◆ WHAT THIS TASK INVOLVES:
Copy out each line in the entries below that contains the word "antenna".

::: SUPPLIED DATA

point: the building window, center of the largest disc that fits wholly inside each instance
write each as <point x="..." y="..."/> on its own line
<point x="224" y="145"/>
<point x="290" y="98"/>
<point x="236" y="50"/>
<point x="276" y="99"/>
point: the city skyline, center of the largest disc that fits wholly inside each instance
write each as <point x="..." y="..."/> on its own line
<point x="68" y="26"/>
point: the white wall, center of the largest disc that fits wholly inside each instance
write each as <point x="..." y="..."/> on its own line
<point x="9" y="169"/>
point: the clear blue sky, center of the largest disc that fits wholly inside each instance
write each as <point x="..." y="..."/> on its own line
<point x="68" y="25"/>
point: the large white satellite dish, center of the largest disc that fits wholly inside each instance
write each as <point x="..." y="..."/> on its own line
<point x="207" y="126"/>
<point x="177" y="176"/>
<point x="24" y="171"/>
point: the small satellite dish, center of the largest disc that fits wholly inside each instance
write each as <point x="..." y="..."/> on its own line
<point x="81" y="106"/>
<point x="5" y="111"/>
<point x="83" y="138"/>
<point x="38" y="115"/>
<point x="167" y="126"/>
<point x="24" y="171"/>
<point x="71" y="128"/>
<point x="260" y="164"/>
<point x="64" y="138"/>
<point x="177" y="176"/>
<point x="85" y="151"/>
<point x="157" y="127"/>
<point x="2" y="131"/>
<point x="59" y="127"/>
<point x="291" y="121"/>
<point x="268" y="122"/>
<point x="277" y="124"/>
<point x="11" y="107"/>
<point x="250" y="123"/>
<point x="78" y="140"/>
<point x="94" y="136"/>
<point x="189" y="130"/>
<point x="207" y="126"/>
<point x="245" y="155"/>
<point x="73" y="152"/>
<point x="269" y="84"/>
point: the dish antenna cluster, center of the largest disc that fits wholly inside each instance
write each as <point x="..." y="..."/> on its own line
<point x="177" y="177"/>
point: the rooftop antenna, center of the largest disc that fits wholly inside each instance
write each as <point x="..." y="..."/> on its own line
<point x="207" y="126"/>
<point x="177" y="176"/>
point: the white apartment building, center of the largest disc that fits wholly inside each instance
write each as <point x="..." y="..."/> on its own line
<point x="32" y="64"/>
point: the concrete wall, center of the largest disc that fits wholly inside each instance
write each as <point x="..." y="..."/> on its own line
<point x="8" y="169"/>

::::::
::: SUPPLIED DATA

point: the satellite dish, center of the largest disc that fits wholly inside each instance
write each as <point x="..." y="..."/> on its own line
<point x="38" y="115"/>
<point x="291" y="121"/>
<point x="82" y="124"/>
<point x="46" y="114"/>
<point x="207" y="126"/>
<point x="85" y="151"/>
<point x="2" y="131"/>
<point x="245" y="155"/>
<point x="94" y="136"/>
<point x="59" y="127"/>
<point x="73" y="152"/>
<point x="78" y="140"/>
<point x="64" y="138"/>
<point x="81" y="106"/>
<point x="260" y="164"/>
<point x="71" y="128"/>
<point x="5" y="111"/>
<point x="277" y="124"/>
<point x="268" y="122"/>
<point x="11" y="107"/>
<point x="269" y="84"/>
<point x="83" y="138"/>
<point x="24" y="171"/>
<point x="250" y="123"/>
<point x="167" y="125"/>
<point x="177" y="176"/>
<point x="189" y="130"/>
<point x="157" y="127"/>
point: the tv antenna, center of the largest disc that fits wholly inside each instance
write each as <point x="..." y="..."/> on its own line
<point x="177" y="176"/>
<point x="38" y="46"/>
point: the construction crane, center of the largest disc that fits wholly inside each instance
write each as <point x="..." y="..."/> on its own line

::::::

◆ TASK RESULT:
point: the dish antenna cluster, center of the largest disc that fits wholly inside each instance
point: the rooftop antenna, center of the largest disc that fits wholly inside each instance
point: the tv antenna, center of the largest disc that fits wholly inside each instance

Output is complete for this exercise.